**Instructions to follow**
Recast every line of the items below as a Markdown table with the columns Row and Text, where Row holds the row number and Text holds the line. Skip blank lines, and leave the pictures out of the answer.

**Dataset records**
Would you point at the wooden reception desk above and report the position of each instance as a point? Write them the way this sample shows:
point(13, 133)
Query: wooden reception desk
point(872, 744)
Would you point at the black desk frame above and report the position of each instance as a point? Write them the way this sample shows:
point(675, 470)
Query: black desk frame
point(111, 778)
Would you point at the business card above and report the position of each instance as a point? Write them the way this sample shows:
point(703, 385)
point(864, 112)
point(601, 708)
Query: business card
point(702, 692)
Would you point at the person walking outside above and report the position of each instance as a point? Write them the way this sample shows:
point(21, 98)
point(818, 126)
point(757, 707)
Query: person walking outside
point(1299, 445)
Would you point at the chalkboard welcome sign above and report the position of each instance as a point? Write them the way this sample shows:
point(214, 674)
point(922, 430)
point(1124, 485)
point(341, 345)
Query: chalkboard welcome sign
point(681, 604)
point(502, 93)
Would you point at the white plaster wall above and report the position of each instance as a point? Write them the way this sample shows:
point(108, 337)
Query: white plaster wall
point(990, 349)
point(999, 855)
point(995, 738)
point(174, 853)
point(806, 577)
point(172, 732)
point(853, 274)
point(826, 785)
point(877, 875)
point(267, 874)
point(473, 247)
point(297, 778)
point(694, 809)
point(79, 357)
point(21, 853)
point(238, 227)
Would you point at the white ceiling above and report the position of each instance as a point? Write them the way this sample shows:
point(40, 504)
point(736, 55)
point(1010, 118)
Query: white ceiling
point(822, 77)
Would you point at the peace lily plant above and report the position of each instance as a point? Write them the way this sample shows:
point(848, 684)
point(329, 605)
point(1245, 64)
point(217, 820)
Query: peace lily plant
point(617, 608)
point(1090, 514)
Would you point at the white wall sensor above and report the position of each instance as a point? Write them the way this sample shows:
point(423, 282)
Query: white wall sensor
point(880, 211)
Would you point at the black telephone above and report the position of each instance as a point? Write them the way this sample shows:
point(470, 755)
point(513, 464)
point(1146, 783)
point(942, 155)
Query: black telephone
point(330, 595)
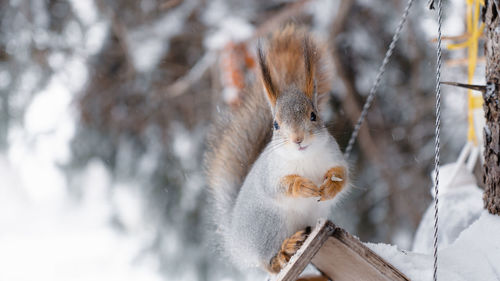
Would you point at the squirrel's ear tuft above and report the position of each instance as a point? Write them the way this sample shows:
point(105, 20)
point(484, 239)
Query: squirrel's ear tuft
point(310, 63)
point(265, 75)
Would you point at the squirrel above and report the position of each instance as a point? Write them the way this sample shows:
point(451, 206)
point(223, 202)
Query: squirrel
point(272, 167)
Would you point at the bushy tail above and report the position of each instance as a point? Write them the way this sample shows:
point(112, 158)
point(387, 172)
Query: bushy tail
point(239, 136)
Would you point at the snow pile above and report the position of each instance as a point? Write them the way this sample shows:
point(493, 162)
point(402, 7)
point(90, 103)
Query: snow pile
point(469, 247)
point(460, 204)
point(473, 256)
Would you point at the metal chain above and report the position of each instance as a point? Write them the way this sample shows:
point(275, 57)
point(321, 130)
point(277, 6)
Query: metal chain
point(437, 140)
point(373, 90)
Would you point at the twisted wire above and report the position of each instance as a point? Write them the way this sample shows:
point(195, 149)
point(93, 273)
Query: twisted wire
point(437, 140)
point(375, 85)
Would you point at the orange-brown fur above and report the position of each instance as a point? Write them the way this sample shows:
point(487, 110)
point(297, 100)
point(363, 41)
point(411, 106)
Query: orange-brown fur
point(331, 188)
point(293, 59)
point(288, 248)
point(297, 186)
point(239, 136)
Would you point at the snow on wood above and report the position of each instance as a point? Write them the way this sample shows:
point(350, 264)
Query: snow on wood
point(340, 256)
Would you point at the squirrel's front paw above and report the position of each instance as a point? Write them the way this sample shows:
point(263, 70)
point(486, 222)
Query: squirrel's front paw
point(335, 180)
point(288, 248)
point(297, 186)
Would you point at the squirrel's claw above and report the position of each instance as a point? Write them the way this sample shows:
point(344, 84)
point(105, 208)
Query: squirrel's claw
point(333, 184)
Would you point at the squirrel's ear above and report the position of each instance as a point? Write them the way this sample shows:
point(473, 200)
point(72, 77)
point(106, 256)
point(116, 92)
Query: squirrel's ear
point(265, 75)
point(310, 63)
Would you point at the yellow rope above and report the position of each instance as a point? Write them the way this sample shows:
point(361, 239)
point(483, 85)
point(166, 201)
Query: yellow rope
point(475, 100)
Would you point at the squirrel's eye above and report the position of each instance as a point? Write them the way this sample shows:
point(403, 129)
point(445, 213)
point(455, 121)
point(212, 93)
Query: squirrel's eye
point(276, 126)
point(313, 116)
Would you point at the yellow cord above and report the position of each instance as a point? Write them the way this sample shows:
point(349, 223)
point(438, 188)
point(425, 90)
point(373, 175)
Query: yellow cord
point(475, 100)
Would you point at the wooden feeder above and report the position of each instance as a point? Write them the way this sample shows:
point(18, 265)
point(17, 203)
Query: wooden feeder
point(339, 256)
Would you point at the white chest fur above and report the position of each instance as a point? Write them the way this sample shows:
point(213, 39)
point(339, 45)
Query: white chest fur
point(313, 165)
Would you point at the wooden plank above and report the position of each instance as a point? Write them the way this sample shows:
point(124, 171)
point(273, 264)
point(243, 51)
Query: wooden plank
point(344, 258)
point(301, 259)
point(340, 256)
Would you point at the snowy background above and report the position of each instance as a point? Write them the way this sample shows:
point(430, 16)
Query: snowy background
point(104, 107)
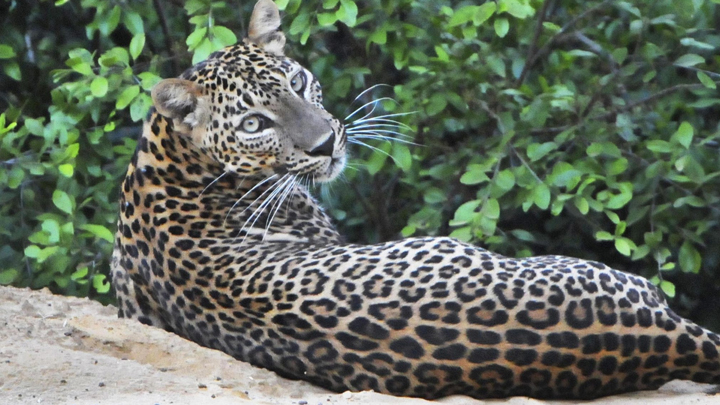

**Reply**
| Row | Text |
|---|---|
| 1 | Would you point at the wooden reception desk above and report the position of each instance as a point? Write them the way this sample shows: |
| 2 | point(13, 133) |
| 3 | Query: wooden reception desk |
| 4 | point(872, 744) |
| 5 | Would you point at the black desk frame above and report the position of each instance as a point? Write them the way this sample shows: |
| 6 | point(675, 470) |
| 7 | Query: black desk frame |
| 8 | point(111, 778) |
| 9 | Would you point at the business card above and report the position of each instance as a point? Write them the way this sample shows: |
| 10 | point(703, 385) |
| 11 | point(864, 112) |
| 12 | point(601, 708) |
| 13 | Query: business card |
| 14 | point(702, 692) |
| 15 | Would you point at the person walking outside above and report the position of each instance as a point? Write them the way this sample shows: |
| 16 | point(21, 98) |
| 17 | point(818, 126) |
| 18 | point(757, 707) |
| 19 | Query: person walking outside |
| 20 | point(1299, 445) |
| 21 | Would you point at the chalkboard welcome sign above and report the position of each instance as a point? Write them the way this sample shows: |
| 22 | point(214, 674) |
| 23 | point(922, 430) |
| 24 | point(1124, 485) |
| 25 | point(341, 345) |
| 26 | Query: chalkboard welcome sign |
| 27 | point(681, 604) |
| 28 | point(502, 93) |
| 29 | Would you point at the white plaster wall above and report the position of each instance as a point? Write them the way this sample shows: |
| 30 | point(108, 337) |
| 31 | Query: white plaster wall |
| 32 | point(990, 349) |
| 33 | point(999, 855) |
| 34 | point(995, 738) |
| 35 | point(174, 853) |
| 36 | point(806, 577) |
| 37 | point(172, 732) |
| 38 | point(853, 274) |
| 39 | point(826, 785) |
| 40 | point(877, 875) |
| 41 | point(267, 874) |
| 42 | point(473, 247) |
| 43 | point(297, 778) |
| 44 | point(694, 809) |
| 45 | point(79, 357) |
| 46 | point(21, 853) |
| 47 | point(238, 227) |
| 48 | Would you point at the white ceiling above and report the position of each instance as a point? Write them the way this sample shows: |
| 49 | point(40, 504) |
| 50 | point(736, 55) |
| 51 | point(1010, 118) |
| 52 | Query: white ceiling |
| 53 | point(822, 77) |
| 54 | Would you point at the peace lily plant above and report the position of each instance as a point? Write them the way this sample shows: |
| 55 | point(848, 684) |
| 56 | point(329, 605) |
| 57 | point(1245, 64) |
| 58 | point(217, 820) |
| 59 | Query: peace lily plant |
| 60 | point(617, 608) |
| 61 | point(1090, 514) |
| 62 | Would you point at the white wall sensor above and report the position of each instance as a point? Write them the way this sample shows: |
| 63 | point(423, 282) |
| 64 | Query: white wall sensor |
| 65 | point(880, 211) |
| 66 | Would you point at the black telephone above and report the position of each instance as a point? Write them the way this sample shows: |
| 67 | point(470, 755) |
| 68 | point(513, 464) |
| 69 | point(1146, 783) |
| 70 | point(942, 155) |
| 71 | Query: black telephone |
| 72 | point(330, 595) |
| 73 | Would you point at the squirrel's ear tuft above and report the position of each instance as a point? Write them the way this sample shows: |
| 74 | point(105, 20) |
| 75 | point(484, 239) |
| 76 | Query: squirrel's ear tuft |
| 77 | point(310, 63) |
| 78 | point(265, 75) |
| 79 | Would you point at the squirrel above and report the position of each instance as a point? Write them the way this sample shows: |
| 80 | point(451, 206) |
| 81 | point(223, 202) |
| 82 | Query: squirrel |
| 83 | point(272, 167) |
| 84 | Would you point at the bushy tail above and report the position of each instance as a point? Write them the way this sample shows: |
| 85 | point(112, 158) |
| 86 | point(387, 172) |
| 87 | Query: bushy tail |
| 88 | point(239, 136) |
| 89 | Would you point at the snow pile above and report the position of each instance as a point? Write them the way this sample shows: |
| 90 | point(493, 162) |
| 91 | point(402, 7) |
| 92 | point(90, 103) |
| 93 | Query: snow pile |
| 94 | point(469, 247) |
| 95 | point(460, 204) |
| 96 | point(473, 256) |
| 97 | Would you point at the metal chain above and report the position of each instance as a point? Write them the way this sample shows: |
| 98 | point(275, 57) |
| 99 | point(321, 130) |
| 100 | point(277, 6) |
| 101 | Query: metal chain |
| 102 | point(437, 140) |
| 103 | point(373, 90) |
| 104 | Would you point at the twisted wire above and report the position of each instance as a point? Write them the way this sample shows: |
| 105 | point(195, 149) |
| 106 | point(93, 273) |
| 107 | Query: twisted wire |
| 108 | point(437, 140) |
| 109 | point(375, 85) |
| 110 | Would you point at the orange-brown fur above and report the position of each instance as a point? Write them the way this sample shows: |
| 111 | point(487, 110) |
| 112 | point(297, 100) |
| 113 | point(363, 41) |
| 114 | point(411, 106) |
| 115 | Query: orange-brown fur |
| 116 | point(331, 188) |
| 117 | point(293, 59) |
| 118 | point(288, 248) |
| 119 | point(297, 186) |
| 120 | point(239, 136) |
| 121 | Would you point at the snow on wood above and report the position of each instance as a point? Write them the way this sample shows: |
| 122 | point(350, 264) |
| 123 | Query: snow on wood |
| 124 | point(340, 256) |
| 125 | Would you point at the squirrel's front paw above and report the position of each instance as a point? Write them the way this sample shows: |
| 126 | point(263, 70) |
| 127 | point(486, 222) |
| 128 | Query: squirrel's front paw |
| 129 | point(335, 180) |
| 130 | point(288, 248) |
| 131 | point(297, 186) |
| 132 | Would you point at the squirrel's claw above and report the position of each instance as a point? Write them the way this sample shows: |
| 133 | point(344, 84) |
| 134 | point(105, 208) |
| 135 | Query: squirrel's claw |
| 136 | point(333, 184) |
| 137 | Would you point at the squirrel's ear above and report the position of each instance as a point? Write them the way this sample shows: |
| 138 | point(473, 200) |
| 139 | point(72, 77) |
| 140 | point(106, 256) |
| 141 | point(116, 92) |
| 142 | Query: squirrel's ear |
| 143 | point(265, 75) |
| 144 | point(310, 63) |
| 145 | Would you point at the yellow rope above and report the position of each instance as a point? Write them the way this sample shows: |
| 146 | point(361, 239) |
| 147 | point(483, 85) |
| 148 | point(166, 201) |
| 149 | Query: yellow rope |
| 150 | point(475, 100) |
| 151 | Would you point at the squirrel's eye above and report the position of each instance as a point? Write them the way this sample shows: |
| 152 | point(403, 129) |
| 153 | point(445, 213) |
| 154 | point(455, 121) |
| 155 | point(212, 93) |
| 156 | Query: squirrel's eye |
| 157 | point(276, 126) |
| 158 | point(313, 116) |
| 159 | Would you point at the yellow cord above and report the position of each instance as a point? Write them the way this sample shows: |
| 160 | point(349, 223) |
| 161 | point(438, 188) |
| 162 | point(425, 90) |
| 163 | point(373, 175) |
| 164 | Query: yellow cord |
| 165 | point(475, 100) |
| 166 | Would you point at the wooden feeder above and report the position of each instance as a point? Write them the way this sample shows: |
| 167 | point(18, 265) |
| 168 | point(17, 203) |
| 169 | Query: wooden feeder |
| 170 | point(339, 256) |
| 171 | Would you point at the white chest fur above and report the position of each instance as a point? Write them the way this sample shows: |
| 172 | point(213, 39) |
| 173 | point(339, 45) |
| 174 | Query: white chest fur |
| 175 | point(313, 165) |
| 176 | Would you point at the wooden plank above and report the position of each instance as a point? Write them the way this sample shows: |
| 177 | point(124, 171) |
| 178 | point(273, 264) |
| 179 | point(243, 51) |
| 180 | Query: wooden plank |
| 181 | point(344, 258) |
| 182 | point(301, 259) |
| 183 | point(340, 256) |
| 184 | Would you point at the snowy background above and report the position of each instance as a point? Write them the way this sample shows: |
| 185 | point(430, 16) |
| 186 | Query: snowy background |
| 187 | point(104, 107) |